Given passage:
I wanted to go back to another thing you raised, which was what will happen if Israel does turn the north into a military zone. Jared Kushner, Trump’s son-in-law, even said that Gaza could be turned into luxury condos along the ocean, along the Mediterranean, for Jews, of course, for Israelis, and that this would be a way to rebuild Gaza, restore Gaza, but of course, for Jews and for Israelis only, since there would be no Palestinians living there. Trump himself said that. He said Gaza could be beautiful again if they would only develop their coastline, which is basically turning Gaza into a real estate proposition instead of a political and military situation, which is what it actually is.

I was thinking, as you were talking just now, about what Israel would do after it turned it into a military zone. It would start putting settlements in there, which is roughly what Kushner and Trump were talking about. They’d ship settlers into Gaza and turn it into a permanent Israeli, either an exit, like they’re talking about in the West Bank, or they would just have the North be part of Israel, informally part of Israel. That’s why I think the world is not willing to face these things and not willing to listen to analysts and journalists like me predicting what will happen based on what we know has happened in the history of this conflict. Everybody is listening to Kamala Harris and Joe Biden saying feel-good rhetoric that has no bearing on what actually will happen. Not only what will happen but what is happening now in the genocide, staring at us right before our eyes.

Talia Baroncelli
It is really hard to watch because there are so many contradictory signals. I think what that ultimately means, at least on the part of the U.S., is that they actually want what Netanyahu and his government, his right-wing Likud government, is implementing and executing, not only in the Gaza Strip but also in the West Bank; we’ll actually get to the rest of the region as well, Lebanon and vis-a-vis Iran.

It’s just incredible to watch, though, because it seems like there’s this massive façade of trying to communicate that, oh, we’re doing everything that we can. There are numerous liberal articles, i.e., Politico and other outlets, saying President Biden is so upset with Benjamin Netanyahu. He’s communicated how upset he is and enraged he is. Bibi won’t listen to him, and he’s tried his best. The U.S. could just use its leverage by withholding weapons transfers. It just seems like political theater. Is that how you interpret it, or do you think that there actually is a certain segment of maybe the U.S. State Department or Blinken who are trying to bring about a ceasefire? What do you think?

Richard Silverstein
Well, just by the fact that seven different State Department officials and humanitarian aid officials in the State Department have resigned in the past year because their resignation calls out Blinken, calls out administration policy, saying that it is a façade, the word you mentioned, saying that there is nothing humanitarian about the policy despite the rhetoric. I think that tells you what’s going on with the people inside the State Department and what the progressive voices within it really believe about what the policy is.

Data listing

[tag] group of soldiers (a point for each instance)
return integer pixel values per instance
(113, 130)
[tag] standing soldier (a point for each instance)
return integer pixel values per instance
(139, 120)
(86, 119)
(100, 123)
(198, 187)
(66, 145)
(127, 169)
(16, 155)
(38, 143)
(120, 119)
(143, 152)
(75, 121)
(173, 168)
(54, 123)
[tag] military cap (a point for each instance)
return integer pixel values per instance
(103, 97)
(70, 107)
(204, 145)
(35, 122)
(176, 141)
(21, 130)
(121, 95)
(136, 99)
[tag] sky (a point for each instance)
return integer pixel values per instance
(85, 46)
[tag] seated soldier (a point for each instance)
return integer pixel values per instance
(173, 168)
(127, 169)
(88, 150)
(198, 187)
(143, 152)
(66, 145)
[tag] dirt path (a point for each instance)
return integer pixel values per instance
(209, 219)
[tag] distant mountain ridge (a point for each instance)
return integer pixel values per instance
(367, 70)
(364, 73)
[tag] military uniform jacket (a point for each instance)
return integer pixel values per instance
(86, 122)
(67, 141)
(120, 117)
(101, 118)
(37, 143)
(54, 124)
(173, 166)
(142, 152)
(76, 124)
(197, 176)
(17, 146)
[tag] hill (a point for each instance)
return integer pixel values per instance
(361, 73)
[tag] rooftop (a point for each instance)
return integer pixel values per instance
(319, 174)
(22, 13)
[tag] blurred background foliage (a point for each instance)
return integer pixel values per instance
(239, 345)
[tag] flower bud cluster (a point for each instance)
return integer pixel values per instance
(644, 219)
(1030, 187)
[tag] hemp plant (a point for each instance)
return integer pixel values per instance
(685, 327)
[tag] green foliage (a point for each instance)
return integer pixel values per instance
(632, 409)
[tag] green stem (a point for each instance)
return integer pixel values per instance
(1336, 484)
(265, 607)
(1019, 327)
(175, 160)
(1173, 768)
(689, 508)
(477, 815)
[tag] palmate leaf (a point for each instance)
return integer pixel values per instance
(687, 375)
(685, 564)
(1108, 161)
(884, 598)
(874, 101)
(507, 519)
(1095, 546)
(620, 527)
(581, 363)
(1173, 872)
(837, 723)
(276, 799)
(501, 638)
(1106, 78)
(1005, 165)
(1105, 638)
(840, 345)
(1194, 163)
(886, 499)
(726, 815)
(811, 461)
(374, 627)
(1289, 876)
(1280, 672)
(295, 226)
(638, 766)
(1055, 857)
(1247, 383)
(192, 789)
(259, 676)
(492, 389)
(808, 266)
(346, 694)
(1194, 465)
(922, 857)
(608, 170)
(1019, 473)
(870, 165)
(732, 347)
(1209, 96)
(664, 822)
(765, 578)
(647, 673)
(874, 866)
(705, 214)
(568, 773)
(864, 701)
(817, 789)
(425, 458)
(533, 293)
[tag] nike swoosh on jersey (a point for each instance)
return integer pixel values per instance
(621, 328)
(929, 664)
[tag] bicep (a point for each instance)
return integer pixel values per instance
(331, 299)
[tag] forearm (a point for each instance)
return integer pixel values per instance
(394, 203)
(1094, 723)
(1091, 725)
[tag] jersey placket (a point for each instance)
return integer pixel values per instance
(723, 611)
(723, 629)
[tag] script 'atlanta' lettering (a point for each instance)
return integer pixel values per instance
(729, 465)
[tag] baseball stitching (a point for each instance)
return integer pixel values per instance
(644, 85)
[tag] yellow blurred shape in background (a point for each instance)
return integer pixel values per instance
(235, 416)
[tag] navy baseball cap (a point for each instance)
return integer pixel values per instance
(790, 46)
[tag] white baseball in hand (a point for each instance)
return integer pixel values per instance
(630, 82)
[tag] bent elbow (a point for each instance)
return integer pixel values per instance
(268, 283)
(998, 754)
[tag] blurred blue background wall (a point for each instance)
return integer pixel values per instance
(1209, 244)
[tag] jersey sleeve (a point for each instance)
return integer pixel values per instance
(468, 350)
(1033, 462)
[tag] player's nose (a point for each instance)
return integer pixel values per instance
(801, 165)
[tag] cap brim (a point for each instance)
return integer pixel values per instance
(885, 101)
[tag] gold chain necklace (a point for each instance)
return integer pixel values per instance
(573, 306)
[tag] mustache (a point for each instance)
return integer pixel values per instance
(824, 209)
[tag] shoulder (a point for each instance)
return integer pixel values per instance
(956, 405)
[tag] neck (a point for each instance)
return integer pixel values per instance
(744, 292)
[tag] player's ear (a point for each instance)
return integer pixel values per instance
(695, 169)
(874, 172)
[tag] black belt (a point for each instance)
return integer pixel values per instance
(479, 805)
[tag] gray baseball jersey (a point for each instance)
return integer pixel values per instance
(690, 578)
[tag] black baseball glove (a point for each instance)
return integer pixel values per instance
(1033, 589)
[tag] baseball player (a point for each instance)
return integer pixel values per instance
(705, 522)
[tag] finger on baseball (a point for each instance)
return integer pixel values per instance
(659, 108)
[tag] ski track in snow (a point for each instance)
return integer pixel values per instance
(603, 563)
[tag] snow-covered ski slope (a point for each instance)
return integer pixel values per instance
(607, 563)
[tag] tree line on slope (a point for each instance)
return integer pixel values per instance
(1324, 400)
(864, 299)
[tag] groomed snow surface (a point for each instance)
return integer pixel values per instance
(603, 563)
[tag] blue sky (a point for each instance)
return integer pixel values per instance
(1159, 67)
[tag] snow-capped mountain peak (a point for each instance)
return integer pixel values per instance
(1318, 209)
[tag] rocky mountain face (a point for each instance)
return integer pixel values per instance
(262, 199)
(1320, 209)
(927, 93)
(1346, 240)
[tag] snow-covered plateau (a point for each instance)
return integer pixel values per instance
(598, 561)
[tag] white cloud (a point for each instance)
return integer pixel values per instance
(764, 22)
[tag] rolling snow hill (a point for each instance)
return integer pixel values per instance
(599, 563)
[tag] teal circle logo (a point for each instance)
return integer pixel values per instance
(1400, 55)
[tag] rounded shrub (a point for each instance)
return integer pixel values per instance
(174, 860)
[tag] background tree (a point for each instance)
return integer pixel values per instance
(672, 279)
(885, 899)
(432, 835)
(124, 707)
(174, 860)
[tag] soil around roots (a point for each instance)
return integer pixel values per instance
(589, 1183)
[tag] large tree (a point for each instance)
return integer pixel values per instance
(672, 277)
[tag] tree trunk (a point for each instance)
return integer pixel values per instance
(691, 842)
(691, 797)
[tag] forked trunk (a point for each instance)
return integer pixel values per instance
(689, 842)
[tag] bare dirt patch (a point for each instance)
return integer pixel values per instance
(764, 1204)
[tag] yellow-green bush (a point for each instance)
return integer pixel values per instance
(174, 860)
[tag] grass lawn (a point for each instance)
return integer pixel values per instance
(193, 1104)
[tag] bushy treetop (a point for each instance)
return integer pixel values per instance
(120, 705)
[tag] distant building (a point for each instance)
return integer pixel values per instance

Your tasks:
1: According to the transcript, who said that Gaza could be turned into luxury condos along the ocean?
2: Find each line in the records that contains the word "yellow", paying attention to case.

Final results:
1: Jared Kushner, Trump's son-in-law.

2:
[tag] yellow blurred shape in background (a point for each instance)
[tag] yellow-green bush (a point for each instance)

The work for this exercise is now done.